SOURCE TEXT -
In the 1990s the birth rate among American teenagers was at critical levels. Now, according to an analysis released by the CDC, this number is at an all-time low.
Lisa Romero of the U.S. Centers for Disease Control and Prevention said, “Many factors play a role in the declines, such as culture, risk behaviors for unintended pregnancy — particularly unprotected sex — and social and community factors.”
“We are encouraged that teens are taking steps to prevent pregnancy,” she added.
The declines in the last decade have been most noticeable among Hispanic and black teens, whose birth rates have dropped by a staggering 50 percent since 2006.
There have been a number of theories on why this trend has happened, including a more open public discourse about what was once a taboo topic, as spearheaded by MTV’s 16 & Pregnant and Teen Mom.
A study from 2014 estimated that teen births dropped 6 percent in the 18 months following the first broadcasts of 16 & Pregnant, which provided an unvrarnished look into the lives of youth living through this experience.
The Washington Post cited two main factors that most experts agree on. First is access to more effective contraception and the other is that teens are simply having less sex.
While CDC Director Tom Frieden is enthusiastic about this trend he still advised caution. “The United States has made remarkable progress in reducing both teen pregnancy and racial and ethnic differences, but the reality is, too many American teens are still having babies,” he said.

EXERCISES TO COMPLETE -
**A.** According to the article on teen birth rates, by how much have birth rates among Hispanic and black teens dropped since 2006?
**B.** Write out the part of the article on teen birth rates starting with "In the 1990s" and going on through "and Teen Mom.", word for word.
The entries have nothing to do with this work.

[Stored data]
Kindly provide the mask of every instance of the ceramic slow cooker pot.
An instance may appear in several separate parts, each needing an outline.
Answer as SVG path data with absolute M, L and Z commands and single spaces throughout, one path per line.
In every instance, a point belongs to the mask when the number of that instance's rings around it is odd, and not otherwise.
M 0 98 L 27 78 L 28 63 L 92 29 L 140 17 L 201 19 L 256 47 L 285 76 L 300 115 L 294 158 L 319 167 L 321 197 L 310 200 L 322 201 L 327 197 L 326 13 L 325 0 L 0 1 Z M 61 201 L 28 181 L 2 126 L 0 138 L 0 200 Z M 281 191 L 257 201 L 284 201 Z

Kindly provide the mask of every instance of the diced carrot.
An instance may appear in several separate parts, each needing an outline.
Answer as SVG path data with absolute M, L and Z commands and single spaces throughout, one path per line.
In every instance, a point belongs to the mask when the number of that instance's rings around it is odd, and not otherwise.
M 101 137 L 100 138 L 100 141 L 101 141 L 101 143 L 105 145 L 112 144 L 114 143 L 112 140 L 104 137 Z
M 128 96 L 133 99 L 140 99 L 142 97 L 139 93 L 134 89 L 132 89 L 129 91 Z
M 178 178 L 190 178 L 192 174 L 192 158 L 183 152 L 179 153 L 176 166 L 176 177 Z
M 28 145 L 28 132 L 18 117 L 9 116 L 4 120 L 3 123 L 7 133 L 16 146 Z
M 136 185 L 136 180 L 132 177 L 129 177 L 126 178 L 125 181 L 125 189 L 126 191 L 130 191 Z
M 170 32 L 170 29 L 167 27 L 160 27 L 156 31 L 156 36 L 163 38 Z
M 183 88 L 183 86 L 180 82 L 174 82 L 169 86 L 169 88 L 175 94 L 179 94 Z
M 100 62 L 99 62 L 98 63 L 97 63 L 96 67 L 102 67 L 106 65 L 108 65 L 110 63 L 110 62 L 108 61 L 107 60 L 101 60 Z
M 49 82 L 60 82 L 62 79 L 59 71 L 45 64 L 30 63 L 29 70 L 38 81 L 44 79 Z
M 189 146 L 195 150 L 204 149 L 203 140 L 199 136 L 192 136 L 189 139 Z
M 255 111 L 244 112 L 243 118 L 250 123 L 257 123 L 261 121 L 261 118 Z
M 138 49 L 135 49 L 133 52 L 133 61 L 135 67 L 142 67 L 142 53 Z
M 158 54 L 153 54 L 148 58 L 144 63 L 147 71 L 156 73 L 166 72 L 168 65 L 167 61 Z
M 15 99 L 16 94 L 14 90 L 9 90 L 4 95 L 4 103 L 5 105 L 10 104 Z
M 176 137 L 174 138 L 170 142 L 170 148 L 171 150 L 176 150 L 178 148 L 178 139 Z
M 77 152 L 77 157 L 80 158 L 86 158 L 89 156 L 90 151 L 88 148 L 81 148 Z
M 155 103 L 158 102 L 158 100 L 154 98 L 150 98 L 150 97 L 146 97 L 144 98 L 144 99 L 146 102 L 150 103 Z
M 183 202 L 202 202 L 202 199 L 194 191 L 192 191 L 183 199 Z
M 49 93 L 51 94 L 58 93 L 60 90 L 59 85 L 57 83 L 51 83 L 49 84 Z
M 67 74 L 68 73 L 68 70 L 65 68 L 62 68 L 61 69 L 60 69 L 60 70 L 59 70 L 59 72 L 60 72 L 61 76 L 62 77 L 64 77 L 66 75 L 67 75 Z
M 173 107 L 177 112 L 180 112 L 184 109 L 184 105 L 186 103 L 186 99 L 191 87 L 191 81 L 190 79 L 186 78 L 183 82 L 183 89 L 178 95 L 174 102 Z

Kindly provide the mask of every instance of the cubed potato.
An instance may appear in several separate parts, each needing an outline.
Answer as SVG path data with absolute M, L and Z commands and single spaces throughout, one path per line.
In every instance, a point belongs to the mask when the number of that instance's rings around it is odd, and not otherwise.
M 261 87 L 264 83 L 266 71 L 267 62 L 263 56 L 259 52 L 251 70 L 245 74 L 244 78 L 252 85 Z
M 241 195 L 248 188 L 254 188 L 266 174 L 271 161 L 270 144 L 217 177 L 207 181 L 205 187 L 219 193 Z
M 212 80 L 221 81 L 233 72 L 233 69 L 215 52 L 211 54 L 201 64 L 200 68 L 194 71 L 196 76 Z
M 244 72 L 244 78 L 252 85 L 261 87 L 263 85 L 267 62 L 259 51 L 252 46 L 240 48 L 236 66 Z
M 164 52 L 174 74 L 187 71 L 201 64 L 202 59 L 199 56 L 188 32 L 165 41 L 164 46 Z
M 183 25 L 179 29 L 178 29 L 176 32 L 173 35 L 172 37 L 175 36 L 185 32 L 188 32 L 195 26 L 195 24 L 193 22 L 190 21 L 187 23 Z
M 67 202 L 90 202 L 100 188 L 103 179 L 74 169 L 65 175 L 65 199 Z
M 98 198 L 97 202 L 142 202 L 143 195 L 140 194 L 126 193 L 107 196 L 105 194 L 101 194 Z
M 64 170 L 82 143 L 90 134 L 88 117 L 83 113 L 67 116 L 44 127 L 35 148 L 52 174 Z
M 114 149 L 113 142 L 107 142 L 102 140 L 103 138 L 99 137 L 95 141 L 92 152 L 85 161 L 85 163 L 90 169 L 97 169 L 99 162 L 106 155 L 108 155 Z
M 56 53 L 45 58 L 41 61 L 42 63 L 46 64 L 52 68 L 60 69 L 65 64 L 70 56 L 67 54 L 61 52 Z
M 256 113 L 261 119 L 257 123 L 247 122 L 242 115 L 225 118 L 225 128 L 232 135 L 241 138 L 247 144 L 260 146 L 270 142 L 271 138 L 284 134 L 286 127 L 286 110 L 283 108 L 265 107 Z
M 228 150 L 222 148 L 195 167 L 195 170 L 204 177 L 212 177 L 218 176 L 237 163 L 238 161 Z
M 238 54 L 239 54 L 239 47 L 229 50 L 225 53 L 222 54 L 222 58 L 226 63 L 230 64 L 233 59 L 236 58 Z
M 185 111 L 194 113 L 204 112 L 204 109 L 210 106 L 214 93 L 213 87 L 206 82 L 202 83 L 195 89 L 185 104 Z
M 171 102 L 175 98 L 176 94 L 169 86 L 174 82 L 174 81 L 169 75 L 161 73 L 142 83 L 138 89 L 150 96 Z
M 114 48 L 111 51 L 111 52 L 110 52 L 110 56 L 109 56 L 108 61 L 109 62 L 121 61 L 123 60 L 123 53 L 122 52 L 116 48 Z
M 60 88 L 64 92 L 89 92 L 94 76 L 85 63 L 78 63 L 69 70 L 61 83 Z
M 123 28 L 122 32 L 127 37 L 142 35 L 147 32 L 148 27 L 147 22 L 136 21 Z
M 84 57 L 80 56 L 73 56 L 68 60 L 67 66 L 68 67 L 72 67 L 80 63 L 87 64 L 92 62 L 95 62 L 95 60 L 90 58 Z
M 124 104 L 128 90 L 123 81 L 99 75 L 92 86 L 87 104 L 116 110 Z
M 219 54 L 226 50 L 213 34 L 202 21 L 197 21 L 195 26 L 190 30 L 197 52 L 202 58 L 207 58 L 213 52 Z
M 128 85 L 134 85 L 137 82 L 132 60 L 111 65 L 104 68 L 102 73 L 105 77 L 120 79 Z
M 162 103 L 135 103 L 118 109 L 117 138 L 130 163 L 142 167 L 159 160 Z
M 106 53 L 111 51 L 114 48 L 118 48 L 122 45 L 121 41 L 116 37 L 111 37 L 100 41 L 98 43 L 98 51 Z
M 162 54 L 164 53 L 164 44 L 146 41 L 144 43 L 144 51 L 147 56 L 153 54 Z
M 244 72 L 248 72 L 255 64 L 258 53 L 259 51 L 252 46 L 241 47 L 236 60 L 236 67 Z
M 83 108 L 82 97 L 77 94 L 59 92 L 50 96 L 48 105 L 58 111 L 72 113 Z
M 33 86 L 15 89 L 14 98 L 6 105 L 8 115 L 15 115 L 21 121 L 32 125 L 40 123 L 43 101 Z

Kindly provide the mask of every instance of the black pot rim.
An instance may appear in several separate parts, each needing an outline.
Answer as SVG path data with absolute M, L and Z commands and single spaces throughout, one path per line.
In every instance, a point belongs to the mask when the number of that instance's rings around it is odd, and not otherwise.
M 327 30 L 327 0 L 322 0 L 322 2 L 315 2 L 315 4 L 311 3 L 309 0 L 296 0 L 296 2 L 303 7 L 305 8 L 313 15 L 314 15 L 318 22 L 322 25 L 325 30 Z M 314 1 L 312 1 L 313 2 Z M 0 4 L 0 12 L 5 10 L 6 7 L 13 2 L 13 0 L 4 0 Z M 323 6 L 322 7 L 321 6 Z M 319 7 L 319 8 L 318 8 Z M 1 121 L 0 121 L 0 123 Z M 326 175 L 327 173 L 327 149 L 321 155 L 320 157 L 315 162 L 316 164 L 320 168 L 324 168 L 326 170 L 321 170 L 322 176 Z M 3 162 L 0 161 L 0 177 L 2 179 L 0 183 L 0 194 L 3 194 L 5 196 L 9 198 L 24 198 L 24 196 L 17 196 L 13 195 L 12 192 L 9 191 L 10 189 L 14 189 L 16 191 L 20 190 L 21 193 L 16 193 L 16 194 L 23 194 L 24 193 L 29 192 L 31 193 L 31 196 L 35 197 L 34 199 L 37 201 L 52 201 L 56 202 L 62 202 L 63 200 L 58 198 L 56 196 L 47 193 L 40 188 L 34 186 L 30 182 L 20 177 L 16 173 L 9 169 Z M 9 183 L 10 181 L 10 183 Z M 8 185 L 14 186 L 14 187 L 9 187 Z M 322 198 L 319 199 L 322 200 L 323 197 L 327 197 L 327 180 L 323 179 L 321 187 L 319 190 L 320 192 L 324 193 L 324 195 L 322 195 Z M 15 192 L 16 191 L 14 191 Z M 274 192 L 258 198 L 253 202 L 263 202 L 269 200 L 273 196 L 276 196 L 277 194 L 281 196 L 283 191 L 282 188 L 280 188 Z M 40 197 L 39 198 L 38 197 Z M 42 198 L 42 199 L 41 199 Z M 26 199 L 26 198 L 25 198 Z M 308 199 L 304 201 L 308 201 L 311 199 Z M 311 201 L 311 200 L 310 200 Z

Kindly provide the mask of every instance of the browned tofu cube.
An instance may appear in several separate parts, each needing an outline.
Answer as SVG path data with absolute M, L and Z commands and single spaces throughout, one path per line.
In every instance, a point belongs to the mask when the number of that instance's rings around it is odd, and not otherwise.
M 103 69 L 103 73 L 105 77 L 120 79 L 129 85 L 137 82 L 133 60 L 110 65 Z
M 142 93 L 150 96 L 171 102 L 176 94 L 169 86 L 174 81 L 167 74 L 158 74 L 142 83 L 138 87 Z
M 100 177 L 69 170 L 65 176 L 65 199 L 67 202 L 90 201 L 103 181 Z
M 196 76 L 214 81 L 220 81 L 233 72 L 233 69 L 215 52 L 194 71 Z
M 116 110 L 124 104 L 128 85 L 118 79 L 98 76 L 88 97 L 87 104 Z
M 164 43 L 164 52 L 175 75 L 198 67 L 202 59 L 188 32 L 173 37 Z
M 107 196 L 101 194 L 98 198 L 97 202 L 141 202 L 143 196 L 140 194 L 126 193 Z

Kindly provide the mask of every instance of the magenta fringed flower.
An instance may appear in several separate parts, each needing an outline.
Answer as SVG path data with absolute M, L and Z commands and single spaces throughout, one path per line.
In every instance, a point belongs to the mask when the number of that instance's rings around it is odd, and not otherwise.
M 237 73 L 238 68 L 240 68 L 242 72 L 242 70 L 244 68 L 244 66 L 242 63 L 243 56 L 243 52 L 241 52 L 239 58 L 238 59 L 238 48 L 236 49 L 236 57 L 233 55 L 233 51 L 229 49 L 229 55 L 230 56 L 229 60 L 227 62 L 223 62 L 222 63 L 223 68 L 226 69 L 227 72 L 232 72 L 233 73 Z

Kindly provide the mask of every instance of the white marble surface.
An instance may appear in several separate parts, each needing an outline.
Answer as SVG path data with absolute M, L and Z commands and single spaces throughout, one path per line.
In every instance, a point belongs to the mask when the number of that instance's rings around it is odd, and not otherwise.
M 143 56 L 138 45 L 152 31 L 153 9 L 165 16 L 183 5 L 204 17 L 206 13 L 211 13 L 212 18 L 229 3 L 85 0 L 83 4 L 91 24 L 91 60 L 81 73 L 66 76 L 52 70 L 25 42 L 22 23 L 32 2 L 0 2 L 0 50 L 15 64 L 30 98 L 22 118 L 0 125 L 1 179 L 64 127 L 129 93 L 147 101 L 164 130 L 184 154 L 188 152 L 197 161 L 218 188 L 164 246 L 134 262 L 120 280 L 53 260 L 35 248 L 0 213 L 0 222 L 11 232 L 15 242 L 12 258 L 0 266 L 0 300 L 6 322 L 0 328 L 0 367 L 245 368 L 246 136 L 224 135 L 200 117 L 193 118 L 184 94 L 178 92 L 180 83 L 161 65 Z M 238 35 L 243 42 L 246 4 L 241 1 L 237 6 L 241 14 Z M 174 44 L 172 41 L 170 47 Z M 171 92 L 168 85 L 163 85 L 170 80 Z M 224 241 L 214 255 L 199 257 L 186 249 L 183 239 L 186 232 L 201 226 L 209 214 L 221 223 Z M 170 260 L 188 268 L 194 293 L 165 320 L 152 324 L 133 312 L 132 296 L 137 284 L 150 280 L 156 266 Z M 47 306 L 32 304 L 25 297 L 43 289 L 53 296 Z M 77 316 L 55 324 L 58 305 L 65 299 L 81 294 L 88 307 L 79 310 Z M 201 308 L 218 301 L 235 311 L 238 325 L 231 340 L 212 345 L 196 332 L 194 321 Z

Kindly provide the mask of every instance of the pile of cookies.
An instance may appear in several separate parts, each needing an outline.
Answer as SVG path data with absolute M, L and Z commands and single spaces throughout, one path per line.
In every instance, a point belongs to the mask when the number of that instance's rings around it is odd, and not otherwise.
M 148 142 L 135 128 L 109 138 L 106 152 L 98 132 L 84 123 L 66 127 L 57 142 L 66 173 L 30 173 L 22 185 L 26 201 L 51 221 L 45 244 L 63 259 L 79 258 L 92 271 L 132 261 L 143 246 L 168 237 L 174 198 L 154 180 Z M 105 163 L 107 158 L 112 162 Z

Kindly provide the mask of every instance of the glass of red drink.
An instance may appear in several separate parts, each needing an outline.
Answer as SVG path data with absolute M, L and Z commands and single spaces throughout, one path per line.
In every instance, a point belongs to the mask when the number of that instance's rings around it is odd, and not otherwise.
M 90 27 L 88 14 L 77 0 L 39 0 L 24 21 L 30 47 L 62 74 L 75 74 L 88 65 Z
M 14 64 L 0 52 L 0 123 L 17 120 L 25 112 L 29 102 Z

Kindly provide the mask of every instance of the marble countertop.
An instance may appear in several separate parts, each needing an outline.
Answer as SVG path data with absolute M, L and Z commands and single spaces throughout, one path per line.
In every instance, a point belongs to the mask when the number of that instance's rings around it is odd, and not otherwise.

SOLUTIONS IN ORDER -
**A.** By 50 percent.

**B.**
In the 1990s the birth rate among American teenagers was at critical levels. Now, according to an analysis released by the CDC, this number is at an all-time low.
Lisa Romero of the U.S. Centers for Disease Control and Prevention said, “Many factors play a role in the declines, such as culture, risk behaviors for unintended pregnancy — particularly unprotected sex — and social and community factors.”
“We are encouraged that teens are taking steps to prevent pregnancy,” she added.
The declines in the last decade have been most noticeable among Hispanic and black teens, whose birth rates have dropped by a staggering 50 percent since 2006.
There have been a number of theories on why this trend has happened, including a more open public discourse about what was once a taboo topic, as spearheaded by MTV’s 16 & Pregnant and Teen Mom.